===== Records shown =====

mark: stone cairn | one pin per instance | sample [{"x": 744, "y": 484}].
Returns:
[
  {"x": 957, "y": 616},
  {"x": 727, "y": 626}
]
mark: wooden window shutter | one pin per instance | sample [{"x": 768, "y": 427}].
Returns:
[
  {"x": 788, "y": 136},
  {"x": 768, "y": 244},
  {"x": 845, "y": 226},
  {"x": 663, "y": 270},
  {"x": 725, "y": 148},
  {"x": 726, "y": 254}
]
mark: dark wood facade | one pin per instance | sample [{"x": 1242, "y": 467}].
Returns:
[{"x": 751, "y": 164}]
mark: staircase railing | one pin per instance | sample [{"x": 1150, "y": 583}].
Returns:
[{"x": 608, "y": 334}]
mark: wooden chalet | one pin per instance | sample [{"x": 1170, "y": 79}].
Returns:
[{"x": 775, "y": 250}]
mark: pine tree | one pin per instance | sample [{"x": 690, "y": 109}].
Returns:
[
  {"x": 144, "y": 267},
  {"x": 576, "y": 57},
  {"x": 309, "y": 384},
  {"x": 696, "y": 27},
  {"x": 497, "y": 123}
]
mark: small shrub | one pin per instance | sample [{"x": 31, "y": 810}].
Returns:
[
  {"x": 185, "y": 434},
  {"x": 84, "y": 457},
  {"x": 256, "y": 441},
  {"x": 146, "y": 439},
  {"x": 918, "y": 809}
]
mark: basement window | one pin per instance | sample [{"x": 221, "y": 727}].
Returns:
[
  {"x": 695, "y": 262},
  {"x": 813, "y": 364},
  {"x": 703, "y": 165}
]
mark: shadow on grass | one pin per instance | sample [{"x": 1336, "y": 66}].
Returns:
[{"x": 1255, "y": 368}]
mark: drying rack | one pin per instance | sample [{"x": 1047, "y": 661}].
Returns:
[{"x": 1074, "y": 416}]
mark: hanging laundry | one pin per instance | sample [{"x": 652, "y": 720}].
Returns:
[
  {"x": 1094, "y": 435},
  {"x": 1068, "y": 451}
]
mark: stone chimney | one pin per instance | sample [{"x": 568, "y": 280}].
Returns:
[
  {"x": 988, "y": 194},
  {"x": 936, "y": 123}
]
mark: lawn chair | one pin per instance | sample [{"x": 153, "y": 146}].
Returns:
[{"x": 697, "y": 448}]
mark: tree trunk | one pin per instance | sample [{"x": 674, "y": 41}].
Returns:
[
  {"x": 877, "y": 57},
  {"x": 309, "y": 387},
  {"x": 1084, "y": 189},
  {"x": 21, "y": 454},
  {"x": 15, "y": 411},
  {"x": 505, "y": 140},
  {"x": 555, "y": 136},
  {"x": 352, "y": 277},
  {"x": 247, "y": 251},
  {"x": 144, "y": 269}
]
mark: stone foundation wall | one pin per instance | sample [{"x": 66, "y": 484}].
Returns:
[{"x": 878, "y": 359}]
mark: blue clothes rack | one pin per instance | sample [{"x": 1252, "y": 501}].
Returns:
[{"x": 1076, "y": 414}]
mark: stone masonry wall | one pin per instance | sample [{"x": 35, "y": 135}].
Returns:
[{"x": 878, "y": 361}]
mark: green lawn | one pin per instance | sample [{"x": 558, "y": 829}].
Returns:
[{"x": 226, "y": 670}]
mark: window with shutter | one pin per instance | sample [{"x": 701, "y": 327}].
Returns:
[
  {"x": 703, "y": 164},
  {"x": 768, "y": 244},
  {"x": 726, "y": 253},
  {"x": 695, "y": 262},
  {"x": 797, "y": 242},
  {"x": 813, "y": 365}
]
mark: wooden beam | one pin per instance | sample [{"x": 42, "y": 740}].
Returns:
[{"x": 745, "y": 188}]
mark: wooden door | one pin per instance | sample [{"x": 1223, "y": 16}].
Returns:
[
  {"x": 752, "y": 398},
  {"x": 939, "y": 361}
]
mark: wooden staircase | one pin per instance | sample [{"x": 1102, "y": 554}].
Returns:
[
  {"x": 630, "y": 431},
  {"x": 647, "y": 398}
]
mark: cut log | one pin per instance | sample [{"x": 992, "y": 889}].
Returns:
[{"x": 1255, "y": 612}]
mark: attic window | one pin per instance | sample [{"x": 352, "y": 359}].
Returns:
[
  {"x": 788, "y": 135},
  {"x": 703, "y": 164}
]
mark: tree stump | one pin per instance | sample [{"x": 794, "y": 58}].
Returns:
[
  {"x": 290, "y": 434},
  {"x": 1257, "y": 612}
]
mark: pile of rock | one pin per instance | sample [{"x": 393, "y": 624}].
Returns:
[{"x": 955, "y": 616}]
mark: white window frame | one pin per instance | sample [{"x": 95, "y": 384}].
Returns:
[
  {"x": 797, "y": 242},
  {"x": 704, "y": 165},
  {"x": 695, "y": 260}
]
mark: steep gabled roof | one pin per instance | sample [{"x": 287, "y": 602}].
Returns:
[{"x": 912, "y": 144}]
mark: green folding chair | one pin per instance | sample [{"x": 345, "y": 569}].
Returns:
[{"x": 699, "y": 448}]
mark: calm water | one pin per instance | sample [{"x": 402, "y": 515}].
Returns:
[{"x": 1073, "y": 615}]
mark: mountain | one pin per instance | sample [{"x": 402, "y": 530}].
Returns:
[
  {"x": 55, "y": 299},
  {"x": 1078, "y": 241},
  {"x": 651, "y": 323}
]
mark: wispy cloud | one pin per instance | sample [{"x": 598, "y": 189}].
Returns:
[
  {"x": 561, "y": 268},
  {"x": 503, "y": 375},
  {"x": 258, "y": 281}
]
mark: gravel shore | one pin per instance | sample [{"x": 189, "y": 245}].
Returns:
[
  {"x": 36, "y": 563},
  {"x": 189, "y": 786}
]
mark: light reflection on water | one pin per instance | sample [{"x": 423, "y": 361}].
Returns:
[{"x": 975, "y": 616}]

=====

Repeat the data precisely, line by line.

**Answer to this problem:**
mark: stone cairn | one pin per instance | sample [{"x": 744, "y": 484}].
Returns:
[
  {"x": 957, "y": 616},
  {"x": 727, "y": 626}
]
mark: wooden window shutter | one pin per instance | sample [{"x": 768, "y": 427}].
Returns:
[
  {"x": 788, "y": 136},
  {"x": 768, "y": 244},
  {"x": 845, "y": 226},
  {"x": 663, "y": 270},
  {"x": 725, "y": 148},
  {"x": 726, "y": 254}
]
mark: dark wood facade | one pin per instance | sample [{"x": 1242, "y": 467}].
Returns:
[{"x": 751, "y": 164}]
mark: staircase railing | one pin per instance | sample [{"x": 1150, "y": 583}].
Returns:
[{"x": 608, "y": 334}]
mark: wooden chalet | one pin per instance | sample [{"x": 1170, "y": 79}].
Returns:
[{"x": 775, "y": 250}]
mark: pine tree | one pin per instance | sample [{"x": 690, "y": 109}].
Returns:
[
  {"x": 144, "y": 267},
  {"x": 576, "y": 57},
  {"x": 309, "y": 384},
  {"x": 696, "y": 27},
  {"x": 497, "y": 123}
]
mark: small shrub | one pin per instance | sample [{"x": 31, "y": 810}].
Returns:
[
  {"x": 185, "y": 434},
  {"x": 84, "y": 457},
  {"x": 256, "y": 441},
  {"x": 146, "y": 439},
  {"x": 918, "y": 809}
]
mark: basement window | one pin per instance | sample [{"x": 221, "y": 727}].
Returns:
[
  {"x": 695, "y": 262},
  {"x": 813, "y": 364},
  {"x": 703, "y": 165}
]
mark: shadow on grass | one pin per instance | sample [{"x": 1336, "y": 66}].
Returns:
[{"x": 1255, "y": 368}]
mark: drying rack | one pin per instance | sample [{"x": 1047, "y": 661}].
Returns:
[{"x": 1074, "y": 416}]
mark: hanging laundry | one pin per instance | sample [{"x": 652, "y": 720}].
Returns:
[
  {"x": 1094, "y": 435},
  {"x": 1068, "y": 451}
]
mark: stone chimney | one pin per instance | sample [{"x": 568, "y": 280}].
Returns:
[
  {"x": 988, "y": 194},
  {"x": 936, "y": 123}
]
mark: lawn chair | one pin per instance | sample [{"x": 153, "y": 146}].
Returns:
[{"x": 697, "y": 448}]
mark: tree trunk | one pin per instance | sample [{"x": 674, "y": 41}].
Returns:
[
  {"x": 877, "y": 57},
  {"x": 309, "y": 387},
  {"x": 1084, "y": 189},
  {"x": 21, "y": 454},
  {"x": 15, "y": 411},
  {"x": 505, "y": 140},
  {"x": 555, "y": 136},
  {"x": 352, "y": 277},
  {"x": 247, "y": 251},
  {"x": 144, "y": 269}
]
mark: stone foundation wall | one pin per instance | sample [{"x": 66, "y": 484}].
Returns:
[{"x": 878, "y": 359}]
mark: blue clothes rack | one pin per instance | sample [{"x": 1252, "y": 501}].
Returns:
[{"x": 1076, "y": 414}]
mark: stone masonry wall | one pin per instance | sample [{"x": 35, "y": 135}].
Returns:
[{"x": 878, "y": 361}]
mark: green lawn | one pin per instance | sample [{"x": 558, "y": 829}].
Returns:
[{"x": 226, "y": 670}]
mark: window with shutter | one pin per instance | sample [{"x": 701, "y": 327}].
Returns:
[
  {"x": 703, "y": 164},
  {"x": 768, "y": 244},
  {"x": 726, "y": 253},
  {"x": 695, "y": 262},
  {"x": 797, "y": 242},
  {"x": 813, "y": 365}
]
mark: wooden beam | one pin per instance | sample [{"x": 42, "y": 740}].
Returns:
[{"x": 745, "y": 188}]
mark: wooden door | one pin per instance | sample [{"x": 1223, "y": 16}].
Returns:
[
  {"x": 752, "y": 398},
  {"x": 939, "y": 361}
]
mark: wooden staircase | one pin per instance | sample [{"x": 1102, "y": 554}].
Returns:
[
  {"x": 630, "y": 431},
  {"x": 647, "y": 398}
]
mark: cut log | one pin per instance | sample [{"x": 992, "y": 889}].
Returns:
[{"x": 1255, "y": 612}]
mark: attic window | one pin per instance | sample [{"x": 352, "y": 359}].
Returns:
[
  {"x": 788, "y": 135},
  {"x": 703, "y": 164}
]
mark: tree stump | one pin per instance | sample [{"x": 794, "y": 58}].
Returns:
[
  {"x": 290, "y": 434},
  {"x": 1257, "y": 612}
]
mark: pile of rock | one pin per instance | sample [{"x": 393, "y": 624}].
Returns:
[{"x": 955, "y": 616}]
mark: white window frame | one pin per instance | sample [{"x": 95, "y": 384}].
Returns:
[
  {"x": 797, "y": 242},
  {"x": 704, "y": 165},
  {"x": 695, "y": 260}
]
mark: steep gabled roof | one pin per instance | sample [{"x": 287, "y": 602}].
Returns:
[{"x": 912, "y": 144}]
mark: green folding chair | one pin per instance | sample [{"x": 345, "y": 569}].
Returns:
[{"x": 699, "y": 448}]
mark: calm water | one pin per instance | sample [{"x": 402, "y": 515}].
Returns:
[{"x": 1073, "y": 615}]
mark: mountain | one pin per instance | sample [{"x": 402, "y": 530}].
Returns:
[
  {"x": 55, "y": 299},
  {"x": 1078, "y": 241},
  {"x": 651, "y": 323}
]
mark: wispy cloud | one pin per instance | sample [{"x": 598, "y": 189}].
Returns:
[
  {"x": 561, "y": 268},
  {"x": 503, "y": 375},
  {"x": 258, "y": 281}
]
mark: gravel shore | one pin per instance | sample [{"x": 189, "y": 245}].
Returns:
[
  {"x": 36, "y": 563},
  {"x": 189, "y": 786}
]
mark: light reflection on water | one pin per instance | sample [{"x": 423, "y": 361}].
Returns:
[{"x": 975, "y": 616}]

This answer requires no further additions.